▶ [Challenge]
Retype exactly the lines that run from the line with "Return the mask" to the final line of the entries, keeping both ends and nothing else.

[Shape labeling records]

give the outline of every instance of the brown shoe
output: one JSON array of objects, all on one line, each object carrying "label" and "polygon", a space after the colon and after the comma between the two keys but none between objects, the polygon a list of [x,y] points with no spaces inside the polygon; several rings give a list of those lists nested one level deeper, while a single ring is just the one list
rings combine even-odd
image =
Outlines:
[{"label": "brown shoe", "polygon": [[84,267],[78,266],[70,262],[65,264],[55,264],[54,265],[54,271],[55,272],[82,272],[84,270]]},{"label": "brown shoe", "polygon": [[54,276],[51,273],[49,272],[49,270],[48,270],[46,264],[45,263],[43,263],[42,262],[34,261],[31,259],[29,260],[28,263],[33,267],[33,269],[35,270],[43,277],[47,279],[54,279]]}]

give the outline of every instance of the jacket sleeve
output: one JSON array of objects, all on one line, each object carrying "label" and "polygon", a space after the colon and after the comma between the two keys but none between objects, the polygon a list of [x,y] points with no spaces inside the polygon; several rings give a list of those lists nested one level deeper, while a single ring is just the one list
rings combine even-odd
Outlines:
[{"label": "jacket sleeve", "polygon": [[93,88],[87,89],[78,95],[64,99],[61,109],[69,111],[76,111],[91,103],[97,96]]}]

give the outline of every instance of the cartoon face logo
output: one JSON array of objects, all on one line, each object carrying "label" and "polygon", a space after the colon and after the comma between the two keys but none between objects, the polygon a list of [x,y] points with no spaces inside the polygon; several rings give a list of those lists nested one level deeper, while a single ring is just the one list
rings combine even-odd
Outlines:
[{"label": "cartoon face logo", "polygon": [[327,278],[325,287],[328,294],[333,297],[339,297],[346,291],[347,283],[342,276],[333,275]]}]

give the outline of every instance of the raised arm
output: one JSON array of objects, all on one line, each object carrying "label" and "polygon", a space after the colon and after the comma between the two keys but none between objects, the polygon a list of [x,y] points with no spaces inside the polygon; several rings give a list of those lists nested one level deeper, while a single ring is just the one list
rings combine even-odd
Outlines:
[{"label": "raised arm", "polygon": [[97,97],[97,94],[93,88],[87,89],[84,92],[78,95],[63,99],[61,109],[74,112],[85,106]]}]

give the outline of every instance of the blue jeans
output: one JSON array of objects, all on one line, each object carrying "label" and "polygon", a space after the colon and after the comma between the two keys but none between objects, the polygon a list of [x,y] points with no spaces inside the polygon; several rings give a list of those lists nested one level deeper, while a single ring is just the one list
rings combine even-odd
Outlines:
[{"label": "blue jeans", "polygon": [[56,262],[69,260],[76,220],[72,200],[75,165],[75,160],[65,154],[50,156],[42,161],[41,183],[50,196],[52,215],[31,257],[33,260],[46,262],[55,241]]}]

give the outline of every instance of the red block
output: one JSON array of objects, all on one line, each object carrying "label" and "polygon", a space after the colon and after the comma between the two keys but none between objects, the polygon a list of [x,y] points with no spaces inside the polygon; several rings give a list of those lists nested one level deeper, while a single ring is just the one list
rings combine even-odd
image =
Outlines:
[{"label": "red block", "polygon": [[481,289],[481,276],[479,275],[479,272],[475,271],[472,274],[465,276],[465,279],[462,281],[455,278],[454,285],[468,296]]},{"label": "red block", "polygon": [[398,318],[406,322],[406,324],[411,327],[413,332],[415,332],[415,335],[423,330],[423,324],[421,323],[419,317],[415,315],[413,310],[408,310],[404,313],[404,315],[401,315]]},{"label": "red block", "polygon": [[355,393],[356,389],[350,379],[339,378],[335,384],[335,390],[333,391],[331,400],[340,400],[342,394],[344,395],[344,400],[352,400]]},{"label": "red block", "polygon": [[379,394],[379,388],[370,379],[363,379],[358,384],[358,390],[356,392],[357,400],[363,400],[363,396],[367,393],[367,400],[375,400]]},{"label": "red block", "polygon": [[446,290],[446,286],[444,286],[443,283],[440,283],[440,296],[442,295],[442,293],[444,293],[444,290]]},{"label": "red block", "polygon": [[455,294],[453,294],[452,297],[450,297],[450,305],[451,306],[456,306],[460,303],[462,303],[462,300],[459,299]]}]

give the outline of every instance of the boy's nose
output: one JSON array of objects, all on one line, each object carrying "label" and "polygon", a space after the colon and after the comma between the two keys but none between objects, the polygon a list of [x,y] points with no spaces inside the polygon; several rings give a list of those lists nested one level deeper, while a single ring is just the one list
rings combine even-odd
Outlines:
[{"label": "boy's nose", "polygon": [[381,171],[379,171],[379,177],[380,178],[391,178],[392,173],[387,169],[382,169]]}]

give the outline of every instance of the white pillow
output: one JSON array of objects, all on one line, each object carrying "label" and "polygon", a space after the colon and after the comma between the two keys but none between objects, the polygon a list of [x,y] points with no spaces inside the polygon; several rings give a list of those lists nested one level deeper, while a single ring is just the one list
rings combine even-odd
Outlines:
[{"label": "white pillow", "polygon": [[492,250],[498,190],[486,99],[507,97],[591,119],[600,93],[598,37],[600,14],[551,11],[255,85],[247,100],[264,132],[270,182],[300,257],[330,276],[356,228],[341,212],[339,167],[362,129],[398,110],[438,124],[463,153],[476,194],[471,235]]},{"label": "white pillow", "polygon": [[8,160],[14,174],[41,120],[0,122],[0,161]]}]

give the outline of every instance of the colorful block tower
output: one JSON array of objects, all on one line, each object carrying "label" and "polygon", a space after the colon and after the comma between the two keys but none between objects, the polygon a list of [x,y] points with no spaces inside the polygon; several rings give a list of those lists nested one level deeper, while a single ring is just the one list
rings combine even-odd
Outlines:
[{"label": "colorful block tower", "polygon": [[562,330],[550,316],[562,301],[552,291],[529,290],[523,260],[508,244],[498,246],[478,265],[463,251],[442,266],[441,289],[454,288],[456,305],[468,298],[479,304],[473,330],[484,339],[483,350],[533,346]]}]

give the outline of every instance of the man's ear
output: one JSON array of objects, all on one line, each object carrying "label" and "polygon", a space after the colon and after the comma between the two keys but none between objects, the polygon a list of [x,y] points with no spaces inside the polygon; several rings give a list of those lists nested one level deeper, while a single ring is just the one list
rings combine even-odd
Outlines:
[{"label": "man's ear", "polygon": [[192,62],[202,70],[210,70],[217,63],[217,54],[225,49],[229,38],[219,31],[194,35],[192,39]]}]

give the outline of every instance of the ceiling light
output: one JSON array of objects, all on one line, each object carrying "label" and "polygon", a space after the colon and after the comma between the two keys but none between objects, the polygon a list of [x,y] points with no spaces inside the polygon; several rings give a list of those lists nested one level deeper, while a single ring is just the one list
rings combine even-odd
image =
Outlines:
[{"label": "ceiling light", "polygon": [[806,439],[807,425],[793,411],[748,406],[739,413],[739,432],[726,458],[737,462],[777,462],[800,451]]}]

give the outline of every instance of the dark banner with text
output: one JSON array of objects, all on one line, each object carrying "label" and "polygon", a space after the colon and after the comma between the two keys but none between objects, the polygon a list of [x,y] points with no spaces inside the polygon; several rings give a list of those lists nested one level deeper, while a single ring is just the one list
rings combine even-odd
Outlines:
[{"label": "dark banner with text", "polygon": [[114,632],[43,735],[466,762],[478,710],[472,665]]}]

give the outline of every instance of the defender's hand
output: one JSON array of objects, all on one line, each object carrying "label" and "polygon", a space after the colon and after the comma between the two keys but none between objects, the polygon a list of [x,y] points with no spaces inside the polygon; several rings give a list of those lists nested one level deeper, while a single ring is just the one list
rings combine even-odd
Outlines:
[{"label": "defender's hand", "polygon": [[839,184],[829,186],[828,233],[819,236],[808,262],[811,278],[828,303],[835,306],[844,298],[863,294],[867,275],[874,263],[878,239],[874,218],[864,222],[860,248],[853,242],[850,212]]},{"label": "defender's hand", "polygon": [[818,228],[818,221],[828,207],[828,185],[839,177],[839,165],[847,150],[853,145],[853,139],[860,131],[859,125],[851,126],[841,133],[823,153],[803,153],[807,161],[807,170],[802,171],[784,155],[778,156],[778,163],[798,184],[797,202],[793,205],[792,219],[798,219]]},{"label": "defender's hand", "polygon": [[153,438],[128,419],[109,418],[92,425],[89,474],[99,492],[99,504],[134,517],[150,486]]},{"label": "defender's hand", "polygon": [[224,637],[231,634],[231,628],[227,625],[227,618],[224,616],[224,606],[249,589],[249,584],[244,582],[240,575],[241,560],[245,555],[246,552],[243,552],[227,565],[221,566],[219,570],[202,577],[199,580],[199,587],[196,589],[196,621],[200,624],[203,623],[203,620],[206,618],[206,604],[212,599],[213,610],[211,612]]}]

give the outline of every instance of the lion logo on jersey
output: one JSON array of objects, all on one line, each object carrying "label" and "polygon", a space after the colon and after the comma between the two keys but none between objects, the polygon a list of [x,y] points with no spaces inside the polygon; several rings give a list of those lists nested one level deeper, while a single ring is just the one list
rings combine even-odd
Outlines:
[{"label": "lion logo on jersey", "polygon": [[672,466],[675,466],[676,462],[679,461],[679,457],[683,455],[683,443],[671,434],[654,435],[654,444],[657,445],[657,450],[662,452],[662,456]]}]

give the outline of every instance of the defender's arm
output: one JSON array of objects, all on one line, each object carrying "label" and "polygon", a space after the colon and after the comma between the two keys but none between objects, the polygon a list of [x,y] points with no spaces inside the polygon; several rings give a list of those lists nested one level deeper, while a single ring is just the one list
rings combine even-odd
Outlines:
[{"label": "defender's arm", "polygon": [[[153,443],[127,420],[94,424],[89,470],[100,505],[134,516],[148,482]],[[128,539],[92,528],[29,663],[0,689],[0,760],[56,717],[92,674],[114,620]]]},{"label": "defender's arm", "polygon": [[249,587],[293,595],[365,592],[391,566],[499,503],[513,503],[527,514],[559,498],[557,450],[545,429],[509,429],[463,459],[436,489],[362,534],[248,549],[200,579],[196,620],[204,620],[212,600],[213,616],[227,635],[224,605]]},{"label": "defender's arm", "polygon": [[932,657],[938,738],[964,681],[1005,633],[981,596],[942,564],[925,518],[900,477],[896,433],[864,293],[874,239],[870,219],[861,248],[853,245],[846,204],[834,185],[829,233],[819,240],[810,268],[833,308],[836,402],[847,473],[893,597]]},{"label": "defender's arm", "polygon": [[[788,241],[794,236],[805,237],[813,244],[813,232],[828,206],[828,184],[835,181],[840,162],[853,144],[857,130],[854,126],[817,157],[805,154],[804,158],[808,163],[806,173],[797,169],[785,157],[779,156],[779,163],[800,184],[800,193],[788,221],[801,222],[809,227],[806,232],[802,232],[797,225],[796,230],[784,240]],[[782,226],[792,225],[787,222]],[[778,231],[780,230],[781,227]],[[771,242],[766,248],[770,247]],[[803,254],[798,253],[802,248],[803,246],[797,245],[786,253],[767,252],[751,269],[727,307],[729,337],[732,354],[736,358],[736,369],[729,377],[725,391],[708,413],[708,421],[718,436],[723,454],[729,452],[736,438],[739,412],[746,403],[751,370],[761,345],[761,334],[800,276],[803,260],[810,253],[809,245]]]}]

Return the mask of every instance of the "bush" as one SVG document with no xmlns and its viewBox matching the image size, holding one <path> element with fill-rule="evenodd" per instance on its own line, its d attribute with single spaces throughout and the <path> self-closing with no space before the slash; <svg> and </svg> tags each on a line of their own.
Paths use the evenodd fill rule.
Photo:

▶ [Output for this exercise]
Return the mask of every instance of the "bush" as one SVG document with no xmlns and its viewBox matching the image size, holding one <path> element with fill-rule="evenodd" per instance on its own line, its d attribute with single spaces throughout and the <path> self-closing with no space before the slash; <svg> and </svg> tags each on a line of their own.
Paths use the evenodd fill rule.
Photo:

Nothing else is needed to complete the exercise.